━━ EXCERPT

Geoffrey T. Fong is Professor of Psychology and Public Health and Health Systems at the University of Waterloo. He is also a Senior Investigator at the Ontario Institute for Cancer Research.
Dr. Fong is Founder and Chief Principal Investigator of the International Tobacco Control Policy Evaluation Project, a transdisciplinary collaboration of over 100 researchers across 23 countries: Canada, United States, United Kingdom, Australia, Ireland, Thailand, Malaysia, South Korea, China, Mexico, Uruguay, New Zealand, France, Germany, the Netherlands, Bangladesh, Brazil, Mauritius, Bhutan, India, Kenya, Nigeria, and Zambia. The overall objective of the ITC Project is to conduct rigorous evaluation of the psychosocial and behavioral effects of tobacco control policies of the WHO Framework Convention on Tobacco Control (FCTC), the first-ever health treaty. In each country, the ITC Project conducts large-scale longitudinal cohort surveys of random samples of adult smokers (about 2,000 in each country), with survey waves being conducted every 1-2 years. These surveys include key mediators of policy impact in each of the FCTC policy domains (e.g., warning labels, smoke-free laws, taxation/price, advertising and promotion). The overall design takes advantage of the many natural experiments that are taking place as countries begin to implement FCTC policies. We are answering questions about whether certain implementations of an FCTC policy are more effective than others (e.g., do graphic images on warning labels have greater impact than text-only warning labels?) and whether this impact varies across the many ITC countries that differ on culture, economic development, and history of tobacco control (e.g., do the graphic images in Thailand have greater impact than the graphic images in Australia?). The ITC Conceptual Model underlying all of the ITC Surveys is inherently a social psychological model.

━━━━
━━ EXTRACTED MATERIAL

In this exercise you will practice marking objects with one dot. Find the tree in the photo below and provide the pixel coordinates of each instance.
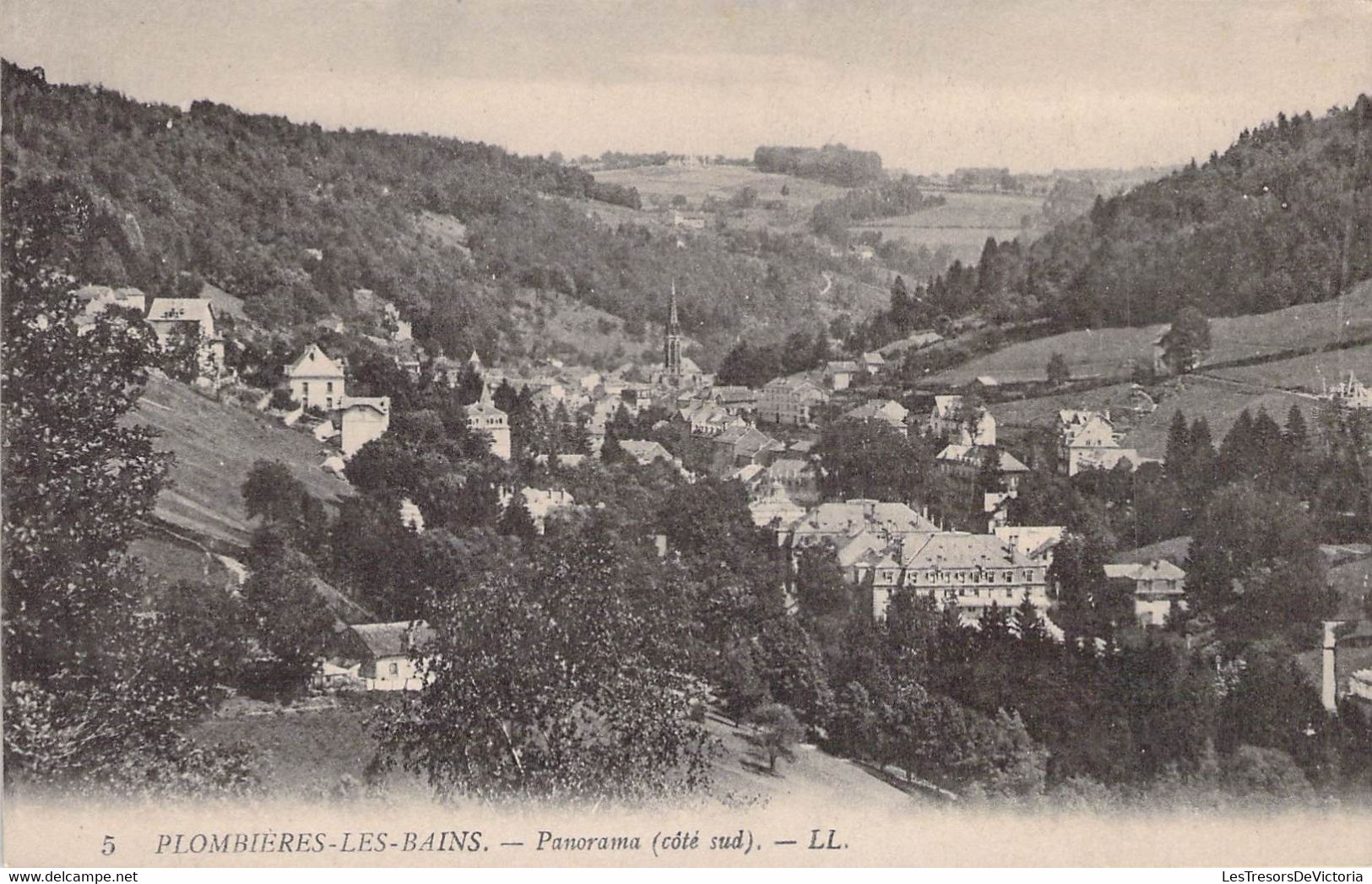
(588, 704)
(1079, 576)
(182, 355)
(1244, 537)
(1187, 342)
(1058, 370)
(777, 732)
(291, 625)
(89, 697)
(516, 519)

━━━━

▸ PROBLEMS AND TASKS:
1) According to the Fong profile, roughly how many adult smokers does the ITC Project sample in each country?
2) Reproduce the part of the Fong profile starting at "Geoffrey T. Fong" and ending at "for Cancer Research.".
The data come from a source unrelated to the Fong profile.

▸ REPLIES:
1) About 2,000 adult smokers.

2)
Geoffrey T. Fong is Professor of Psychology and Public Health and Health Systems at the University of Waterloo. He is also a Senior Investigator at the Ontario Institute for Cancer Research.